**The task**
Make an exact copy of all the records.
——————————
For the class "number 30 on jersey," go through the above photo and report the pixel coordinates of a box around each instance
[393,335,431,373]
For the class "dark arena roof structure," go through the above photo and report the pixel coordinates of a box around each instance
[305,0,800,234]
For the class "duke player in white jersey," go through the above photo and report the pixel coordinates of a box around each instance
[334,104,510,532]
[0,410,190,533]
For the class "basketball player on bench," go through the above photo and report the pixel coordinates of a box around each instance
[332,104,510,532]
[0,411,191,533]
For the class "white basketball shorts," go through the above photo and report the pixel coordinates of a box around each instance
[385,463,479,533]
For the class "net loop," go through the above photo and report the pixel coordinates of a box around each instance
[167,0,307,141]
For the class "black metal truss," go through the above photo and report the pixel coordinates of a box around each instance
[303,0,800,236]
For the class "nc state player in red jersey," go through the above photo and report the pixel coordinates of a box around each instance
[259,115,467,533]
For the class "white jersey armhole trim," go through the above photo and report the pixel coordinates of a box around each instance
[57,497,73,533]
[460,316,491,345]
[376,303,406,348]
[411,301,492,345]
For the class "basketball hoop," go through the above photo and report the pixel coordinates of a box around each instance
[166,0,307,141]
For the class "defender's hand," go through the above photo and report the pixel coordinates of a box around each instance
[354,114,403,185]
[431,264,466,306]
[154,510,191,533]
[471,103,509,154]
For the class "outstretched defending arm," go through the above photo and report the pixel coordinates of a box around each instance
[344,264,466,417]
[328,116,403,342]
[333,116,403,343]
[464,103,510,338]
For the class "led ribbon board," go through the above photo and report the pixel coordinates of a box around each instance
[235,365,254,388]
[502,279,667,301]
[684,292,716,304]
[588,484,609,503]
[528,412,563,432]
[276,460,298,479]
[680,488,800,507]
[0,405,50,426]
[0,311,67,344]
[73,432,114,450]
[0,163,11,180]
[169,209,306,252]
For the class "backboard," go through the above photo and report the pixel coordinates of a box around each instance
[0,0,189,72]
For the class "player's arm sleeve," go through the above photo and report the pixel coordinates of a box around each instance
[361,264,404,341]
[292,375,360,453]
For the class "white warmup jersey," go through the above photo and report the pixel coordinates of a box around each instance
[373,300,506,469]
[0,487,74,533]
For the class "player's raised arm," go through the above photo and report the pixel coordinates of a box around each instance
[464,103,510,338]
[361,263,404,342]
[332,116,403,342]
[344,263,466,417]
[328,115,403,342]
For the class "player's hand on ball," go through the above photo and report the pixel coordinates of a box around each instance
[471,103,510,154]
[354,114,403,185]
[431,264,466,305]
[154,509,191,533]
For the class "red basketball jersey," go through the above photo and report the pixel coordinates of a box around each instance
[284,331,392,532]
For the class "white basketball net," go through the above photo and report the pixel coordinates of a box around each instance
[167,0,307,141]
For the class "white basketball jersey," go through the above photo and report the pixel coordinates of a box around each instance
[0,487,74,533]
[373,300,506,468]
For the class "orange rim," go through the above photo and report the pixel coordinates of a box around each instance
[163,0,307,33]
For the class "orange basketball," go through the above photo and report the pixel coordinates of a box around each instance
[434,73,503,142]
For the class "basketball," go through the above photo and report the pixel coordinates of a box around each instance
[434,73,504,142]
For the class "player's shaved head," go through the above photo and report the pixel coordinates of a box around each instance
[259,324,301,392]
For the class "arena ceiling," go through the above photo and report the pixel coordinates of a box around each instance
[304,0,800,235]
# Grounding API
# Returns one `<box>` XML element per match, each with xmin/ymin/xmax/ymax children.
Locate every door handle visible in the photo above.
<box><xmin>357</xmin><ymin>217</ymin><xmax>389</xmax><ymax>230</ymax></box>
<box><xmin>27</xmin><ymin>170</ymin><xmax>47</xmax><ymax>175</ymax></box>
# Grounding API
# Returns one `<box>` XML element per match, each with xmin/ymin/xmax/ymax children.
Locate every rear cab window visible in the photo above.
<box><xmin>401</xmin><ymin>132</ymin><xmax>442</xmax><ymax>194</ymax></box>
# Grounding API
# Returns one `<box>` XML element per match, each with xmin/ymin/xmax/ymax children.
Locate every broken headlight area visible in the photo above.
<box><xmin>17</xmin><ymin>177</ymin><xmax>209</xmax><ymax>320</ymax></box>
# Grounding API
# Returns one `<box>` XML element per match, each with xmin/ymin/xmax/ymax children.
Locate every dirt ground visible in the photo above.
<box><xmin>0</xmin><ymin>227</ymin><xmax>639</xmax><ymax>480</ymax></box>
——————————
**Solution for this exercise**
For the class "number 30 on jersey," go through the above photo and report the pixel coordinates of a box around each instance
[393,335,431,373]
For the class "dark arena roof structure," go through the above photo and report the pixel coordinates of a box around each instance
[305,0,800,234]
For the class "duke player in white jersey," go through the above photo and report the pixel coordinates of a box around each instance
[334,104,510,532]
[0,410,190,533]
For the class "basketball player on bench," go through the above photo and report the pixel coordinates of a box around each instance
[332,104,510,532]
[0,411,191,533]
For the class "white basketball shorts," go through the above photo and report the pixel coordinates of a box around each instance
[385,463,479,533]
For the class "net loop," go through the above photo and report the pixel coordinates of a box around each instance
[167,0,307,141]
For the class "black metal truss," go through the above photo and report the pixel coordinates of a box around each instance
[303,0,800,236]
For the class "nc state player in red jersey," go through the above photo and report the pixel coordinates of a box around each instance
[259,115,467,533]
For the class "white jersey armhole trim," go through the above photo and report the pixel coordinates of a box around each instance
[57,497,73,533]
[460,316,491,345]
[376,303,406,348]
[411,301,492,345]
For the class "basketball hoop," go through the above photo and report the pixel coordinates of a box around each instance
[166,0,307,141]
For the class "defender's hand," go through the above photo and report the pixel coordinates of a box around each instance
[354,114,403,185]
[431,264,466,306]
[154,510,191,533]
[471,103,509,154]
For the class "outstretched defending arm," go through the above photo and report the pixel coordinates of a box around each instance
[344,264,466,417]
[328,116,403,342]
[333,116,403,343]
[464,103,510,338]
For the class "led ribbon board," go through the above photo and report the pixel coordinates of a box around each instance
[235,365,254,388]
[502,279,667,301]
[684,292,716,304]
[588,484,609,503]
[528,412,563,432]
[276,460,298,479]
[680,488,800,507]
[0,405,50,426]
[0,311,67,344]
[73,432,114,450]
[0,163,11,180]
[169,209,306,252]
For the class "backboard," go through the above photo and report the pixel coordinates of a box around each instance
[0,0,189,72]
For the class "player's arm sleeve," go through the above photo and report the pixel coordinates of a box around each instance
[361,264,404,341]
[292,375,360,453]
For the class "white warmup jersey," go through the above photo and report the pixel coordinates of a box around each instance
[373,300,506,469]
[0,487,74,533]
For the class "player's raised arm," go through the above photo and report the pixel coordinates of a box around each instance
[464,103,510,338]
[361,263,404,342]
[332,116,403,342]
[344,263,466,417]
[328,115,403,342]
For the class "player's hand on ball," go through the above photo and report the pixel coordinates of a box around each instance
[471,103,510,154]
[354,114,403,185]
[431,264,466,305]
[154,509,191,533]
For the class "red basketball jersey," go through the above photo and report the pixel coordinates of a box around each instance
[284,331,392,532]
For the class "white basketball net," go through the above photo and report the pixel coordinates of a box around each instance
[167,0,307,141]
For the class "white basketball jersey," go through the above photo and report the pixel coordinates of a box around each instance
[0,487,74,533]
[373,300,506,468]
For the class "orange rim," go through the above photo and report the pixel coordinates of a box around each instance
[163,0,307,33]
For the class "orange basketball," go through the above photo and report the pixel coordinates of a box around each instance
[434,73,503,142]
For the class "basketball," go through the above photo and report the pixel coordinates of a box around each instance
[434,73,504,142]
For the class "player's shaved head," go through the above photo and report the pixel coordinates of a box around each instance
[259,324,301,392]
For the class "arena ceiling," go through the above photo and report the pixel coordinates of a box around each instance
[304,0,800,235]
# Grounding API
# Returns one `<box>` XML element per match, each with xmin/ymin/xmax/ymax children.
Locate every door handle visible in the photo above.
<box><xmin>357</xmin><ymin>217</ymin><xmax>389</xmax><ymax>230</ymax></box>
<box><xmin>27</xmin><ymin>170</ymin><xmax>47</xmax><ymax>175</ymax></box>
# Grounding API
# Returns one `<box>` XML element per match, each with xmin/ymin/xmax/ymax children.
Locate every rear cab window visible in the photo above.
<box><xmin>401</xmin><ymin>132</ymin><xmax>442</xmax><ymax>194</ymax></box>
# Grounding API
# Returns one `<box>` XML element per match, each with xmin/ymin/xmax/ymax children.
Locate every broken headlight area visible in the photo above.
<box><xmin>17</xmin><ymin>177</ymin><xmax>209</xmax><ymax>320</ymax></box>
# Grounding API
# Returns one `<box>` XML element per match, each with xmin/ymin/xmax/ymax children.
Locate every dirt ground visible in the photo above.
<box><xmin>0</xmin><ymin>227</ymin><xmax>639</xmax><ymax>480</ymax></box>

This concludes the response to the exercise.